* **Exercise A**
In the passage, what does the kestrel's outstretched wing brush against?
* **Exercise B**
Decide whether each statement agrees with the passage, answering yes or no and quoting the words that settle it: (i) Alma tells Amulek that their work is finished. (ii) The writer believes his testimony is unraveling. (iii) The kestrel's left wing is destroyed when he hits the ground.
* **Exercise C**
Please copy the stretch of the passage from "Please understand what" through "long way to go.".

* **Selected passage**
******************************
Now Amulek said unto Alma: Behold, perhaps they will burn us also.

And Alma said: Be it according to the will of the Lord. But, behold, our work is not finished; therefore they burn us not.

(Book of Mormon, Alma 14:8-13.)


At the frightful sight of their smoking ashes,
Will you say: "This is result of eternal laws
Directing the acts of a free and good God!"
Will you say, in seeing this mass of victims:
"God is revenged, their death is the price for their crimes?"
What crime, what error did these children,
Crushed and bloody on their mothers' breasts, commit?

(Voltaire, 1775)

Do we have the testimony and faith to accept Alma's answers?

As long as I'm keeping cool, Alma's answers work fine for me. Perhaps it is easier to be philosophical about other people's pain. But when I find myself starting to get a lot warmer, and the flames are rising around me, I begin to have second thoughts.

Please understand what I mean to say. I am not repudiating my true faith, nor do I think my testimony is unraveling. Nor am I recommending that you or anyone else do so. Rather, I'm discovering that in the face of challenge, some of the things in which I invested my faith have proven to be not true. This is more of a "weeding the garden" process than one of losing faith.

One hopes that the end result of such a refining will eventually be a remnant kernel of unshakable eternal truths. It appears that I have a long way to go.

--- Jim Cobabe

 


 

 

The Price of Freedom

The bird, a lone young kestrel, graces the skies in beauty and majesty, lofting effortlessly on swift wings, as he scans the range for prey. Circling the bluffs, scudding across the open blue sky like a tiny missile, in a sudden ferocious stoop he plummets down, ferociously intent on sinking his needle-sharp talons into the flesh of something huddling unseen and unsuspecting on the forest floor.

Arrowing through the trees at tremendous speed, he makes the slightest miscalculation in his flight. An outstretched wing brushes against the stalwart shoulder of a towering fir tree, unyielding and massive.

He spins out of control, shrieking in shocked pain and shedding a trail of gory feathers. As he slams into the ground, the fatal trauma is obvious; his left wing is shredded to ruins.
******************************
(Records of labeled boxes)
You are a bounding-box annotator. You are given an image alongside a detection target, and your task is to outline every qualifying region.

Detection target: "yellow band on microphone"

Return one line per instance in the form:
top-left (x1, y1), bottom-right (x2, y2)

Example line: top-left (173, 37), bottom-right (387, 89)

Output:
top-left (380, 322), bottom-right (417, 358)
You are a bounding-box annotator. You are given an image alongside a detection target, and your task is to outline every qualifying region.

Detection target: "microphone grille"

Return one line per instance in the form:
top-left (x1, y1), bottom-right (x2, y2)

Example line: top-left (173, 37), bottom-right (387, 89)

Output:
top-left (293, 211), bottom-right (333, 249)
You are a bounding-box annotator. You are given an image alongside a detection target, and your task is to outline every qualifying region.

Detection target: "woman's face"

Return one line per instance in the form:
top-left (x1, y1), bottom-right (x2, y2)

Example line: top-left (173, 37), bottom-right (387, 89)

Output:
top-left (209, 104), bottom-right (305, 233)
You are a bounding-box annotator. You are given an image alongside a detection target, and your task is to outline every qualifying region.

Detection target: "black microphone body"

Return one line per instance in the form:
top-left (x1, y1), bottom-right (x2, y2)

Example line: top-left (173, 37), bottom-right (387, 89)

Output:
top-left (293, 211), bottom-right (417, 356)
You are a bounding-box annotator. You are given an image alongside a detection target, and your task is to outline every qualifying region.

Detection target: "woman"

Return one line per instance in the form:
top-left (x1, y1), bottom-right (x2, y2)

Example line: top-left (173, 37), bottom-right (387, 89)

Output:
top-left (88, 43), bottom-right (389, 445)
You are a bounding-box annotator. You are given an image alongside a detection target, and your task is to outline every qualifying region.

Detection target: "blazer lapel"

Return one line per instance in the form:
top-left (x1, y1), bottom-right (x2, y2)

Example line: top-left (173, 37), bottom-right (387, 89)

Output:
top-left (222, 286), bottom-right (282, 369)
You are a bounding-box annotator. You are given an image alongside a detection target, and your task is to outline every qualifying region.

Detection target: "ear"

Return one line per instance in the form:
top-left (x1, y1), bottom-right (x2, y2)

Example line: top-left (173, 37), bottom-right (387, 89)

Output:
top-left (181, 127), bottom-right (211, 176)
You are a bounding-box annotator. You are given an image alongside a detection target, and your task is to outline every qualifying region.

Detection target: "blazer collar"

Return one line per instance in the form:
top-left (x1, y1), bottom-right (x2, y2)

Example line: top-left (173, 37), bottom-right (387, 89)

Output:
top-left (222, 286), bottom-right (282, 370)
******************************
* **Problem solution A**
The stalwart shoulder of a towering fir tree.

* **Problem solution B**
(i) No: "our work is not finished"
(ii) No: "nor do I think my testimony is unraveling"
(iii) Yes: "his left wing is shredded to ruins"

* **Problem solution C**
Please understand what I mean to say. I am not repudiating my true faith, nor do I think my testimony is unraveling. Nor am I recommending that you or anyone else do so. Rather, I'm discovering that in the face of challenge, some of the things in which I invested my faith have proven to be not true. This is more of a "weeding the garden" process than one of losing faith.

One hopes that the end result of such a refining will eventually be a remnant kernel of unshakable eternal truths. It appears that I have a long way to go.